* [TASK DIRECTIONS]
Rewrite all of the rows below, changing "Keypoint guideline" to "Point-placement instruction" wherever it occurs and leaving every other word untouched.

— Start MATERIAL FOR THIS EXERCISE —

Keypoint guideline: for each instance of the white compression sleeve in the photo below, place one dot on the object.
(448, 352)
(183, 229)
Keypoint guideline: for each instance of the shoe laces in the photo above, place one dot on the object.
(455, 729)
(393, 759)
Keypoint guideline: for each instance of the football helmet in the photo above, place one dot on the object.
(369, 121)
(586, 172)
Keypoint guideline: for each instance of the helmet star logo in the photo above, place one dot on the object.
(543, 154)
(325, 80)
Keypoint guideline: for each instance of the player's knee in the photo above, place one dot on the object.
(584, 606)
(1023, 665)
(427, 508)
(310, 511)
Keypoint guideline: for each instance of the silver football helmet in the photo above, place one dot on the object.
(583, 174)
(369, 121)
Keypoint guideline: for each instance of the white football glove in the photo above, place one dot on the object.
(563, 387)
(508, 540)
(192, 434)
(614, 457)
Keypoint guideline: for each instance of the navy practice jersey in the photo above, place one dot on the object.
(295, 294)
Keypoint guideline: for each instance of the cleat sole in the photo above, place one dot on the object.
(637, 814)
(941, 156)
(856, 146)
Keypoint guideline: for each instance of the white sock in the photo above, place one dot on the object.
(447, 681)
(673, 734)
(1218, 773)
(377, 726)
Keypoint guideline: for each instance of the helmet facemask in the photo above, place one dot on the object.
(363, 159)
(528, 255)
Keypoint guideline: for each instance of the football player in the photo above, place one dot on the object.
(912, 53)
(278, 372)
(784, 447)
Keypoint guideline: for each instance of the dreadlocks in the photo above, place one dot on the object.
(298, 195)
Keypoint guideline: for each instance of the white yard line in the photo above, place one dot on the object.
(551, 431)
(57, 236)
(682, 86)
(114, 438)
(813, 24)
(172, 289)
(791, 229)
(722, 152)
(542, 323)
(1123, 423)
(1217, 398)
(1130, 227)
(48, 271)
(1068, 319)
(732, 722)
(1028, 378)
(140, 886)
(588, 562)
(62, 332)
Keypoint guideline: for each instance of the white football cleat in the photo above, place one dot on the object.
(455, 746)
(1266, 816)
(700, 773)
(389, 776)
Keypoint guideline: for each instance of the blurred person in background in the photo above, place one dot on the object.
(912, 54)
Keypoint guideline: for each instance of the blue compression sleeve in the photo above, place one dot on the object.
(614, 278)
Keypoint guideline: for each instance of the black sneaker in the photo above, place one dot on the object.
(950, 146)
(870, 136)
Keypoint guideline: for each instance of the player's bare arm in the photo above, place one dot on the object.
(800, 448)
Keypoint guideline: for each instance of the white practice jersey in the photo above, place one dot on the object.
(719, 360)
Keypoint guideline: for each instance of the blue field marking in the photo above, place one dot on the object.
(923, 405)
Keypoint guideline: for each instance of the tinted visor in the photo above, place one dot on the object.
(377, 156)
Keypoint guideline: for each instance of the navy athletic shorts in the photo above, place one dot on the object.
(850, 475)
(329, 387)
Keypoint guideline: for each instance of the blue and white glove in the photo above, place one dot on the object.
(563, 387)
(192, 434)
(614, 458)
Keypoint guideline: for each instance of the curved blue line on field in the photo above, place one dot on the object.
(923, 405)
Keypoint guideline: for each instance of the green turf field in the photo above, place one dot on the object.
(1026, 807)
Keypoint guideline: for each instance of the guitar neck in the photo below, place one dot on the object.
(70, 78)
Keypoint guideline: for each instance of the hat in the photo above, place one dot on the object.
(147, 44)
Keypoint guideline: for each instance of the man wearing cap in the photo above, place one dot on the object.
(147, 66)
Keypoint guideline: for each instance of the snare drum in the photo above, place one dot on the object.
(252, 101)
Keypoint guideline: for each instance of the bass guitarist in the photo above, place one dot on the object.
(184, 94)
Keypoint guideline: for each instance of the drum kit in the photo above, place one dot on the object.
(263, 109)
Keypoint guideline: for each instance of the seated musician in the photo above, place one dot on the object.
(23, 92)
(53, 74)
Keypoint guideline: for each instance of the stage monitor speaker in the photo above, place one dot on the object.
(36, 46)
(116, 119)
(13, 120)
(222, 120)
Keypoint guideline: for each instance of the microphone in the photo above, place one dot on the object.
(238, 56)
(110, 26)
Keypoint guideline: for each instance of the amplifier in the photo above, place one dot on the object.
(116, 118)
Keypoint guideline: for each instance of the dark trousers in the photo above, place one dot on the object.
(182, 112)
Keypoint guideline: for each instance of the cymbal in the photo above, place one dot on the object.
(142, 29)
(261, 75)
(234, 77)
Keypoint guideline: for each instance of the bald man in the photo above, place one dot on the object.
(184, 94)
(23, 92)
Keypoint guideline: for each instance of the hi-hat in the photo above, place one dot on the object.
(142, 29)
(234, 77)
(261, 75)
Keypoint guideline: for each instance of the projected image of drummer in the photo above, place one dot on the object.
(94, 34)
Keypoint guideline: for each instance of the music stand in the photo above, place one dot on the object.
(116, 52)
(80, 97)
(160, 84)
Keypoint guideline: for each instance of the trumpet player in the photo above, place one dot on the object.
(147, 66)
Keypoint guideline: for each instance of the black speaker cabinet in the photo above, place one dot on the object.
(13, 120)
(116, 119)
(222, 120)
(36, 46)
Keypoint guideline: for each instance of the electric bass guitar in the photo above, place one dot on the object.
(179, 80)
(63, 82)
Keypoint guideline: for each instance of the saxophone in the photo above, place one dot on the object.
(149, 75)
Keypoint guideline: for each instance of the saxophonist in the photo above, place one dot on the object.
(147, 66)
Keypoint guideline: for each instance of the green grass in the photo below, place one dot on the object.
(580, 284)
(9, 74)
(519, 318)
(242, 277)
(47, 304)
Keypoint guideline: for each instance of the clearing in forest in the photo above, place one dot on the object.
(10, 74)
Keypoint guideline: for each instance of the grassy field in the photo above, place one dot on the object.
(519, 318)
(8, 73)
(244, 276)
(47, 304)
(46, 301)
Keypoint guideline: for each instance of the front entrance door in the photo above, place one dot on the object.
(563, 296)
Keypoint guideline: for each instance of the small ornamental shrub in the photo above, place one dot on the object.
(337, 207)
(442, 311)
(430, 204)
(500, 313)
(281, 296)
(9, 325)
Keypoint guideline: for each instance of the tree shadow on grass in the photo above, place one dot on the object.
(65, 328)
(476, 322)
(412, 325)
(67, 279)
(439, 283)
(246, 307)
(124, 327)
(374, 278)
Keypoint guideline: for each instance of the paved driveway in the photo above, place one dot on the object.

— End MATERIAL FOR THIS EXERCISE —

* [COMPLETE ANSWER]
Point-placement instruction: for each instance of the white compression sleeve in the photo below, place one dot on the object.
(448, 352)
(183, 229)
Point-placement instruction: for each instance of the shoe laces in the photo above, place one dot on the object.
(455, 729)
(393, 759)
Point-placement instruction: for each instance of the football helmet in the photo above, place one dot on the object.
(369, 121)
(586, 172)
Point-placement instruction: for each instance of the helmet star logo in the photo above, place one dot on the object.
(543, 154)
(325, 80)
Point-placement instruction: for each instance of the player's knee in the photo above, place one dot on the object.
(584, 606)
(1023, 665)
(427, 508)
(310, 511)
Point-placement instruction: for each instance of the silver football helmet in the photo above, place one dot on the object.
(583, 174)
(369, 121)
Point-placement instruction: for each instance of the white football glove in the photo above, place one dot on the object.
(563, 387)
(508, 540)
(192, 434)
(614, 457)
Point-placement instruction: for each instance of the navy practice jersey in the photo above, place one dot on the object.
(295, 294)
Point-placement instruction: for each instance of the cleat sole in the photo above, place one dot on the object.
(637, 814)
(941, 156)
(856, 146)
Point-placement instruction: for each instance of the white sock in the photo above, place one dot on the object.
(447, 681)
(673, 734)
(1218, 773)
(377, 726)
Point-placement instruction: for each instance of the helmet facemask in the photo above, place one dot on the object.
(363, 159)
(528, 255)
Point-placement instruction: for each instance of the football player in the photo above, place one dot on the object.
(912, 53)
(278, 372)
(784, 447)
Point-placement instruction: for each instance of the dreadlocks in the photo above, place one dot on the object.
(298, 195)
Point-placement instruction: for each instance of the white yard line in the photo above, place one dot on the object.
(551, 431)
(57, 236)
(682, 86)
(114, 438)
(813, 24)
(172, 289)
(791, 229)
(722, 152)
(542, 323)
(1123, 423)
(1217, 398)
(1130, 227)
(48, 271)
(1068, 319)
(732, 722)
(1028, 378)
(140, 886)
(588, 562)
(62, 332)
Point-placement instruction: for each instance of the white football cleat in the photo above, place one dot on the object.
(455, 746)
(1266, 816)
(700, 773)
(389, 776)
Point-placement instruction: for each instance of the blurred person in background in the photo above, place one dot on the object.
(912, 54)
Point-placement instruction: for each instance of the blue compression sleeve in the photo above, place one dot on the object.
(614, 278)
Point-placement instruction: for each instance of the black sneaker in the photo above, place one dot on the object.
(950, 146)
(870, 136)
Point-placement instruction: for each instance of the player's bare arm in the photo above, place one dot on the object.
(800, 448)
Point-placement instruction: for each instance of the white practice jersey in the photo above, place one dot on the object.
(719, 360)
Point-placement instruction: for each instance of the blue field marking in the photo above, place one dot on the object.
(923, 405)
Point-placement instruction: for each instance of the tinted visor in the photo above, place one dot on the object.
(377, 156)
Point-placement instruction: for each instance of the navy athletic shorts in the photo above, place one dot on the object.
(850, 475)
(329, 387)
Point-placement instruction: for each instance of the blue and white glove in the photo above, place one dot on the object.
(563, 387)
(192, 434)
(614, 458)
Point-placement instruction: for each instance of the curved blue line on field in the photo above, place one dot on the object.
(923, 405)
Point-placement instruction: for each instance of the green turf field in the photo above, place one dot on the object.
(1026, 807)
Point-placement instruction: for each instance of the guitar neck in the photo below, place one dot on the object.
(70, 78)
Point-placement instruction: for each instance of the hat in the photo above, place one dot on the object.
(147, 44)
Point-placement instruction: for each instance of the man wearing cap in the photo above, place one dot on the object.
(147, 66)
Point-placement instruction: for each instance of the snare drum in the photo above, place one dot on the object.
(252, 101)
Point-placement instruction: for each instance of the bass guitarist in the photo above, place one dot on the object.
(184, 94)
Point-placement instruction: for each instance of the drum kit in the photo above, place one dot on the object.
(263, 109)
Point-placement instruction: for each instance of the seated musician in the photo above, place one dot on the object.
(23, 92)
(53, 74)
Point-placement instruction: for each instance of the stage monitor speaker in the photo above, place one dot on the object.
(36, 46)
(116, 119)
(13, 120)
(222, 120)
Point-placement instruction: for each instance of the microphone in the photo above, place one dot on the object.
(238, 56)
(110, 26)
Point-placement instruction: for each instance of the amplifier in the photo above, place one dot on the object.
(116, 118)
Point-placement instruction: for each instance of the dark trousers in the photo above, place one dot on the object.
(182, 112)
Point-placement instruction: for each instance of the cymbal in the photo above, place one dot on the object.
(142, 29)
(261, 75)
(234, 77)
Point-placement instruction: for each instance of the bald man in the photo above, place one dot on the object.
(184, 94)
(23, 92)
Point-placement instruction: for each instance of the hi-hat in the photo above, place one dot on the object.
(142, 29)
(234, 77)
(261, 75)
Point-placement instruction: for each instance of the projected image of drummer in the photo above, place one dot on the object.
(94, 34)
Point-placement instruction: for each instance of the music stand in the photo above, place one dot on the object.
(116, 52)
(80, 97)
(160, 84)
Point-placement instruction: for each instance of the trumpet player in the photo above, place one dot on the object.
(147, 66)
Point-placement instruction: for each instance of the black speaker cabinet in the photo above, place one dot on the object.
(13, 120)
(116, 119)
(222, 120)
(36, 46)
Point-placement instruction: for each instance of the electric bass guitar in the photo above, place one dot on the object.
(179, 80)
(63, 82)
Point-placement instruction: for each instance of the saxophone in the photo above, place one dot on the object.
(149, 75)
Point-placement instruction: for each instance of the saxophonist in the photo above, place one dot on the object.
(147, 66)
Point-placement instruction: for each instance of the green grass in the photo below, place one dot on the object.
(580, 284)
(9, 74)
(519, 318)
(242, 277)
(47, 304)
Point-placement instruction: for each instance of the clearing in forest in the photo above, place one dot on the object.
(10, 74)
Point-placement instruction: for each instance of the grassy field in the photo above, place one dot on the object.
(519, 318)
(8, 73)
(244, 276)
(47, 304)
(46, 301)
Point-placement instruction: for each instance of the front entrance door in the photo above, place one dot on the object.
(563, 296)
Point-placement instruction: for each instance of the small ornamental shrub in the photo above, place one dot on the object.
(337, 207)
(442, 311)
(430, 204)
(500, 313)
(281, 296)
(9, 325)
Point-placement instruction: for each instance of the tree shadow on grass in the photo above, place one dot on the object.
(65, 328)
(476, 322)
(412, 325)
(67, 279)
(439, 283)
(246, 307)
(124, 327)
(374, 278)
Point-placement instruction: for each instance of the paved driveway in the photo above, place one dot on the object.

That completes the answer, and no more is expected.